┌─ Given records

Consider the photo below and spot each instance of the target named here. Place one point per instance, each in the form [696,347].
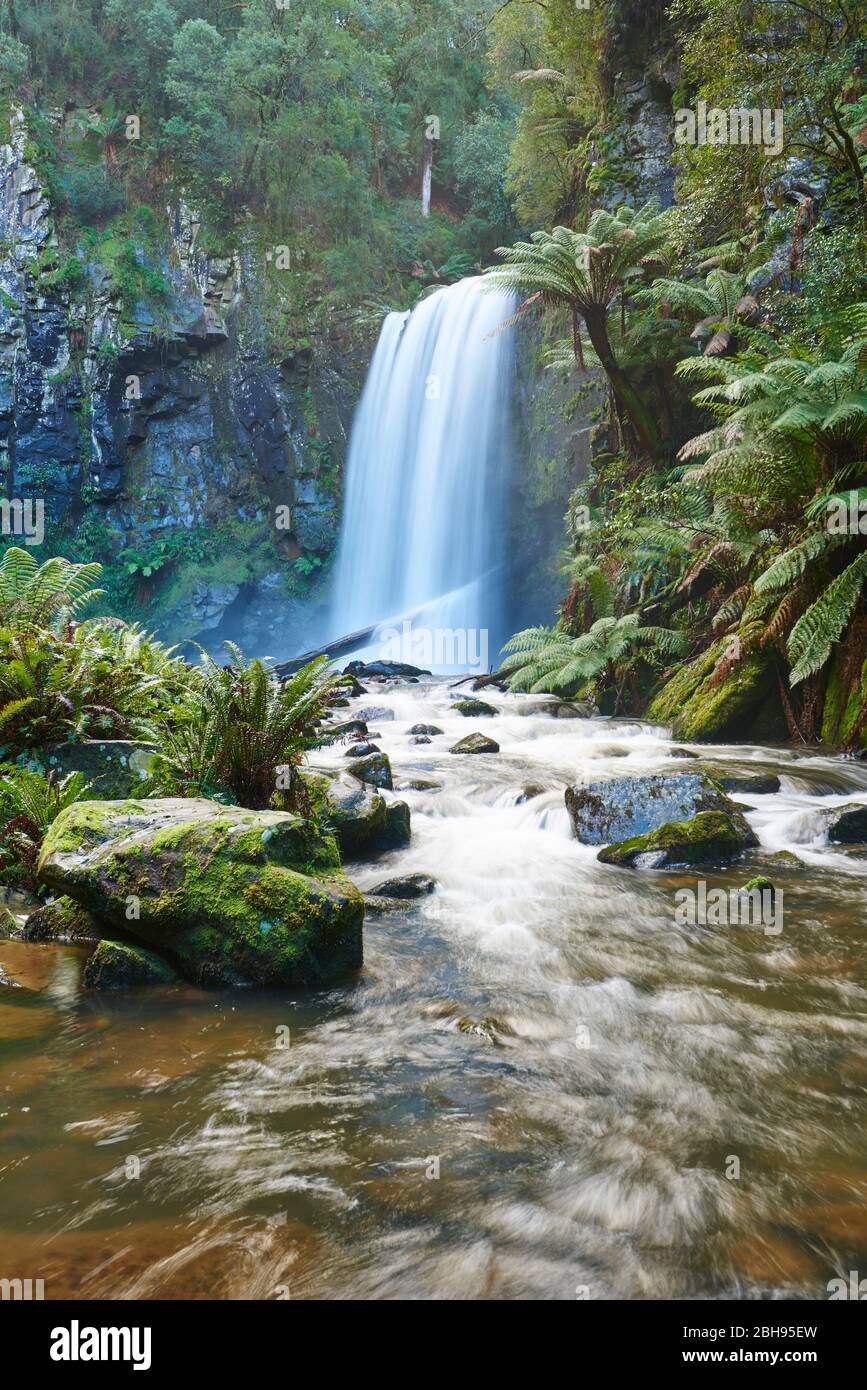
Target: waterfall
[428,474]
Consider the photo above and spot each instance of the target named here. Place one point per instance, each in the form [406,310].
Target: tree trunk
[628,401]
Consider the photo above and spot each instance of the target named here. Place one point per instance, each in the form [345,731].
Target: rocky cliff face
[164,431]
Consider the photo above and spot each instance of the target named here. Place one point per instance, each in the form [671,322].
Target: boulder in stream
[409,886]
[218,888]
[752,784]
[474,709]
[360,818]
[709,838]
[475,744]
[846,824]
[373,769]
[603,812]
[375,713]
[118,965]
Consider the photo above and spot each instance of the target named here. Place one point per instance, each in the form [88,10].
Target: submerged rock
[609,811]
[753,784]
[410,886]
[216,887]
[361,820]
[474,708]
[373,769]
[61,919]
[396,824]
[117,965]
[350,729]
[709,838]
[846,824]
[475,744]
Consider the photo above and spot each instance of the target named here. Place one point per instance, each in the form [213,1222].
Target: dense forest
[560,309]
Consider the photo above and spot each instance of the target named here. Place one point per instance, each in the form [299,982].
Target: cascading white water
[428,473]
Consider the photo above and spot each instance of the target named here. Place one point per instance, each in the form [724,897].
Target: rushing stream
[428,470]
[532,1090]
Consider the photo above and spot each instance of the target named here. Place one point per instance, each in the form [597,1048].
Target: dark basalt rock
[373,769]
[410,886]
[756,784]
[474,709]
[846,824]
[617,809]
[396,824]
[116,965]
[475,744]
[709,838]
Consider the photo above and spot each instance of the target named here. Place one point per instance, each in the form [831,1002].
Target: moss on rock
[702,708]
[709,838]
[118,965]
[223,890]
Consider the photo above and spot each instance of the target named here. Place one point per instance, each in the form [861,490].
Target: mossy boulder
[61,919]
[712,699]
[118,965]
[475,744]
[360,818]
[709,838]
[755,784]
[116,769]
[231,895]
[474,709]
[624,806]
[846,824]
[396,824]
[410,886]
[373,769]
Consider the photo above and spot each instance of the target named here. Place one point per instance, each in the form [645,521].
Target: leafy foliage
[28,804]
[236,726]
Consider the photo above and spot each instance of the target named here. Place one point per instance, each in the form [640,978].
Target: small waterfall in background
[425,517]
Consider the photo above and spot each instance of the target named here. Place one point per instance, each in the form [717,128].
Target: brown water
[534,1089]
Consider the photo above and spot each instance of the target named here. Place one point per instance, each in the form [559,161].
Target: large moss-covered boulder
[709,838]
[61,919]
[218,888]
[624,806]
[118,965]
[116,767]
[716,698]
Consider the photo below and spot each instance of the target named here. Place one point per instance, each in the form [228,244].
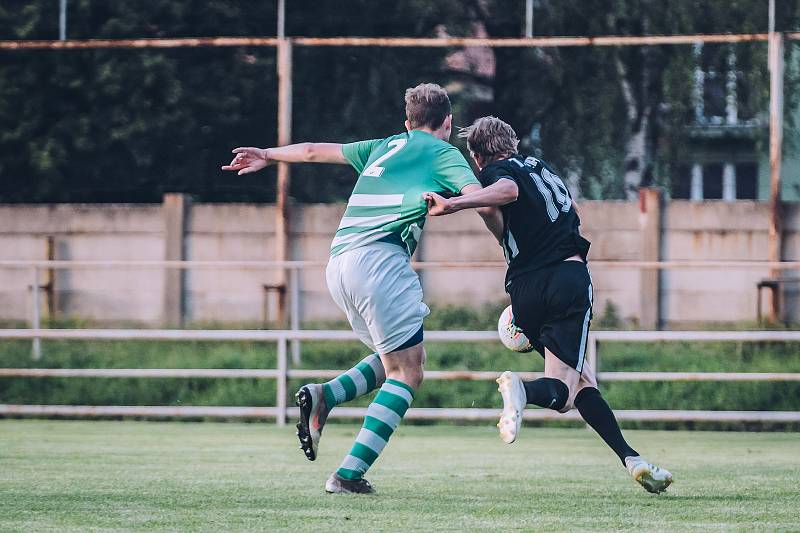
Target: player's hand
[248,160]
[437,204]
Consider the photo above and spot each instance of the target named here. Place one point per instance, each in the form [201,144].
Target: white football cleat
[514,400]
[651,477]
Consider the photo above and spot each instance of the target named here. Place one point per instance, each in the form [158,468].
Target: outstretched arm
[248,159]
[503,192]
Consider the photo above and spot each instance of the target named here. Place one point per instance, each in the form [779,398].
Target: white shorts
[380,294]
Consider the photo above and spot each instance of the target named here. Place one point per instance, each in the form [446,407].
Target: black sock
[594,409]
[549,393]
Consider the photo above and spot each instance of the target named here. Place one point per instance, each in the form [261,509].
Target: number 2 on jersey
[375,170]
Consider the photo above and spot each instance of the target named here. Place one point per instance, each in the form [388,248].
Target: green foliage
[128,125]
[610,318]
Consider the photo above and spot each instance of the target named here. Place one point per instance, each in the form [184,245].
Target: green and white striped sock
[383,416]
[359,380]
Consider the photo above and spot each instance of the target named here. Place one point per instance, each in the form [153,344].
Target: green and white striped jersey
[386,204]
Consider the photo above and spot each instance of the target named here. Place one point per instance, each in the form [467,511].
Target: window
[716,181]
[746,181]
[682,183]
[712,181]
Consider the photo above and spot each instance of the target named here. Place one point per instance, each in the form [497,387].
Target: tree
[579,97]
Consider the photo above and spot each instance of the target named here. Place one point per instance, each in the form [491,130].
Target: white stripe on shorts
[357,222]
[373,235]
[375,200]
[585,333]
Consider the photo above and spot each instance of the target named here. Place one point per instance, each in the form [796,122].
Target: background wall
[617,229]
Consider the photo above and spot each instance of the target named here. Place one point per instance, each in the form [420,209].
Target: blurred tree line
[113,125]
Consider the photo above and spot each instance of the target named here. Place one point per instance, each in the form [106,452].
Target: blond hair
[427,105]
[490,137]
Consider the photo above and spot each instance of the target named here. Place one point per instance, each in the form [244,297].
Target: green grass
[673,356]
[101,476]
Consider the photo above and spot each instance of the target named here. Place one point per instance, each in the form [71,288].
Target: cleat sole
[303,401]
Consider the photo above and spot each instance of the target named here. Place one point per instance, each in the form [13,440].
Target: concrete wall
[709,230]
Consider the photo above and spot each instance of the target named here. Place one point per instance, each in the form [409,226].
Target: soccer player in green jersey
[369,273]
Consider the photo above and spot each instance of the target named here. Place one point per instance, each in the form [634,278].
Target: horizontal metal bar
[412,414]
[181,42]
[346,335]
[555,41]
[139,373]
[431,375]
[700,336]
[223,335]
[419,265]
[697,376]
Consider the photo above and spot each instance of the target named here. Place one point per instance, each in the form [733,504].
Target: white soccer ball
[510,335]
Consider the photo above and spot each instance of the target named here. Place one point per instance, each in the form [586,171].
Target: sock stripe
[398,391]
[349,474]
[371,440]
[378,427]
[348,386]
[339,394]
[363,452]
[358,379]
[367,373]
[383,416]
[354,463]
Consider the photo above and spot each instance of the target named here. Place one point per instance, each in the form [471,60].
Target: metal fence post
[280,402]
[294,312]
[36,348]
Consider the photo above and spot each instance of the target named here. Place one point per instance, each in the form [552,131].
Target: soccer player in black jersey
[531,213]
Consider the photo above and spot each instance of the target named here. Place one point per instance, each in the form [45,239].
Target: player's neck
[491,159]
[439,134]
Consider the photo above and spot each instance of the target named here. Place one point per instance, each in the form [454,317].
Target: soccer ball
[510,335]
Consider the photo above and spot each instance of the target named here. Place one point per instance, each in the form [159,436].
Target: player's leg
[598,414]
[387,294]
[316,400]
[404,371]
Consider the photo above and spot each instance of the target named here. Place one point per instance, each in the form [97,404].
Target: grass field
[83,475]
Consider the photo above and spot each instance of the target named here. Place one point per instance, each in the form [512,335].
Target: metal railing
[294,267]
[283,373]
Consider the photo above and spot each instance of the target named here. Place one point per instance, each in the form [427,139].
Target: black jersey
[541,227]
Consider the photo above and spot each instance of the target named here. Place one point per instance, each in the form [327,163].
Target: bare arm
[503,192]
[249,159]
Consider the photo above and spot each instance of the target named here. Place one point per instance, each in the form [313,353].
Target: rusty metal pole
[775,142]
[284,138]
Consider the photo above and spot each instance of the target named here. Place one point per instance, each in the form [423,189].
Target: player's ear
[448,122]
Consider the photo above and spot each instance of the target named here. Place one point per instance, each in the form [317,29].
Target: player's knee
[410,375]
[558,392]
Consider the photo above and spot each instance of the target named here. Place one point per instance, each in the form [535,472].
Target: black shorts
[553,306]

└─

The exercise: Reproduce all of the data above verbatim, leaving out the pictures.

Exercise output:
Consider the photo below and spot each instance of the target named here. Place one point per instance, each in the form [696,347].
Target: waterfall
[428,474]
Consider the photo above and spot each instance of the target named here. Place one point per instance, each in the form [406,310].
Target: tree trunk
[628,401]
Consider the photo above and spot each instance of the target named here. Place one point per instance, each in the form [345,731].
Target: rocky cliff face
[164,431]
Consider the photo above and spot each instance of the target named here. Place one point per instance, each in the form [671,322].
Target: boulder in stream
[409,886]
[218,888]
[752,784]
[474,709]
[360,818]
[709,838]
[475,744]
[846,824]
[373,769]
[603,812]
[375,713]
[118,965]
Consider the photo above and spot each instance of the target named here. Place one point per instance, each in the form [88,10].
Target: submerged rock
[609,811]
[753,784]
[410,886]
[216,887]
[361,820]
[474,708]
[373,769]
[61,919]
[396,824]
[117,965]
[350,729]
[709,838]
[846,824]
[475,744]
Consider the photo above and spot each instance of the target named here. Place one point per instance, each in the form [213,1222].
Target: dense forest
[560,309]
Consider the photo above and spot each instance of the target named here. Place one point per instance, each in the form [299,982].
Target: cascading white water
[428,473]
Consider the photo above and spot each instance of the target named here. Place one point per instance, each in the form [724,897].
Target: rushing stream
[428,470]
[532,1090]
Consider the photo above and spot each instance of the target named here. Place one point per instance, each in the form [597,1048].
Target: dark basalt rock
[373,769]
[410,886]
[756,784]
[474,709]
[846,824]
[617,809]
[396,824]
[116,965]
[475,744]
[709,838]
Consider the photo above and spot each instance of the target named here. Place one point per instance, each in the form [831,1002].
Target: moss on rock
[702,708]
[709,838]
[118,965]
[223,890]
Consider the photo above and spot each instance of the target named here. Place one point per instance, each in the form [861,490].
Target: mossy boulder
[61,919]
[712,699]
[118,965]
[475,744]
[360,818]
[709,838]
[755,784]
[116,769]
[231,895]
[474,709]
[624,806]
[846,824]
[396,824]
[410,886]
[373,769]
Consider the photo above and spot each instance of the target named here. Place one point per instance, each in the form [645,521].
Target: leafy foliage
[28,804]
[236,726]
Consider the photo above and spot each instance of the target named here. Place one point per instance, each in the form [640,978].
Target: small waterfall in background
[425,517]
Consider the photo above and spot each instance of the target named here. Place one point per instance, each in the form [717,128].
Target: brown water
[534,1089]
Consider the photo above and spot each instance of the target named here. Place one point per instance, each in the form [559,161].
Target: large moss-covered boulder
[709,838]
[61,919]
[218,888]
[624,806]
[118,965]
[116,767]
[716,698]
Consider the photo below and spot each instance of the target named here. Place one point per instance, each in the form [228,244].
Target: player's hand
[248,160]
[437,204]
Consider the photo above and spot each instance of the target named here. Place one point per instance, each in the form [201,144].
Target: white football cleat
[514,400]
[651,477]
Consider the photo above and spot each instance of the target named here. Place one point per instance, each in the form [158,468].
Target: outstretched arm
[248,159]
[503,192]
Consider the photo above and spot each instance of the target named here. Place one point per instance, each in the form [779,398].
Target: white shorts
[380,294]
Consider the photo above and spot each instance of the target named here. Place one point per instance, each in the form [446,407].
Target: black sock
[594,409]
[549,393]
Consider the photo above and spot each instance of the target named here. Place one point per instance, each in the form [261,509].
Target: number 2 on jersey
[375,170]
Consider the photo above and spot each instance of the target named here. Place one point per instance, each in the form [388,248].
Target: green foliage
[128,125]
[610,318]
Consider the photo above and spot each instance of the target named here. Place one point per instance, each in the form [184,245].
Target: green and white striped sock
[383,416]
[359,380]
Consider the photo above and spot each instance of the target named here. Place one point per instance, each in the form [153,344].
Target: green and white striped jersey
[386,204]
Consider the photo above and spot each instance of the target named here. Place one point per instance, each in the form [467,511].
Target: window
[716,181]
[746,181]
[682,183]
[712,181]
Consider the photo above and spot each instance of the target named here. Place one point per instance, each in the form [497,387].
Target: tree
[579,97]
Consider the photo above and spot each instance of the target named here. Place one point per instance, each in the form [491,130].
Target: white stripe on shorts
[357,222]
[373,235]
[375,200]
[585,333]
Consider the photo above and spot each instance of the target named here. Place one point per instance, each in the form [796,122].
Target: background wall
[617,229]
Consider the photo above and spot each instance of the target named here. Place one point per instance, each in the form [420,209].
Target: blurred tree line
[113,125]
Consider the photo above and spot each instance of the target named here. Place one point per instance, each in the form [106,452].
Target: blond hair
[427,105]
[490,137]
Consider the photo above and spot each instance of the target named here. Place one point per instance, each in the form [244,297].
Target: green grass
[673,356]
[101,476]
Consider the photo above and spot each instance of the target named here. Place one point per instance, each in the form [71,288].
Target: cleat sole
[303,401]
Consider the photo above and spot each instance of the target named here. Place one point per instance, each in the form [13,440].
Target: concrete wall
[709,230]
Consider the photo above and spot each instance of the target named here. Place one point per instance, each in the form [409,226].
Target: soccer player in green jersey
[369,273]
Consider the photo above and spot each instance of the target named here. Place one point per instance, each in the form [634,278].
Target: horizontal metal bar
[412,414]
[181,42]
[346,335]
[555,41]
[139,373]
[431,375]
[700,336]
[223,335]
[419,265]
[697,376]
Consider the photo above and spot each instance of the target named here. Place one point per instance, each in the form [733,504].
Target: white soccer ball
[510,335]
Consider the photo above and spot each instance of the target named here. Place one point per instance, each in the form [586,171].
Target: sock stripe
[398,391]
[349,474]
[371,440]
[378,427]
[348,386]
[339,394]
[363,452]
[358,379]
[367,373]
[383,416]
[354,463]
Consider the photo above and spot each instance of the target named here. Place one point per instance, each in the form [471,60].
Target: metal fence post
[280,402]
[294,312]
[36,348]
Consider the photo above and spot each instance of the target named here. Place one point per instance, each in the form [552,131].
Target: soccer player in black jersey
[531,213]
Consider the photo above and spot each instance of the target named here. Place one point per instance, each in the form [45,239].
Target: player's neck
[491,159]
[439,134]
Consider the photo above and spot each instance of the target named here. Place one point per instance, each in the form [454,317].
Target: soccer ball
[510,335]
Consider the photo above and spot each instance of the target named here. Place one point per instance, each in the form [159,436].
Target: player's leg
[598,414]
[387,294]
[316,400]
[404,371]
Consider the photo above and spot each instance of the target named here. Place one point per instance, each in the form [97,404].
Target: grass field
[83,475]
Consider the photo above and spot each instance of the target named here. Place one point per instance, each in the form [512,335].
Target: metal railing
[294,267]
[283,373]
Consider the photo above and spot each instance of the target named here. Place one point per instance, each in the form [427,139].
Target: black jersey
[541,227]
Consider the photo above and spot each instance of the target named here. Place one point per instance, each in the form [327,163].
Target: bare arm
[503,192]
[249,159]
Consider the photo above and spot each instance of the target named here. Place one point per instance, each in the form [313,353].
Target: rusty metal pole
[775,142]
[284,138]
Consider the photo above and spot each instance of the target named here. Place one point per instance, each in the form [423,189].
Target: player's ear
[448,122]
Consider the photo above and spot each instance of the target named here. Place one point per instance, each in the form [317,29].
Target: player's knee
[410,375]
[558,392]
Consider the photo above and spot each instance of the target named here. Place one point per instance, each in the form [535,472].
Target: black shorts
[553,306]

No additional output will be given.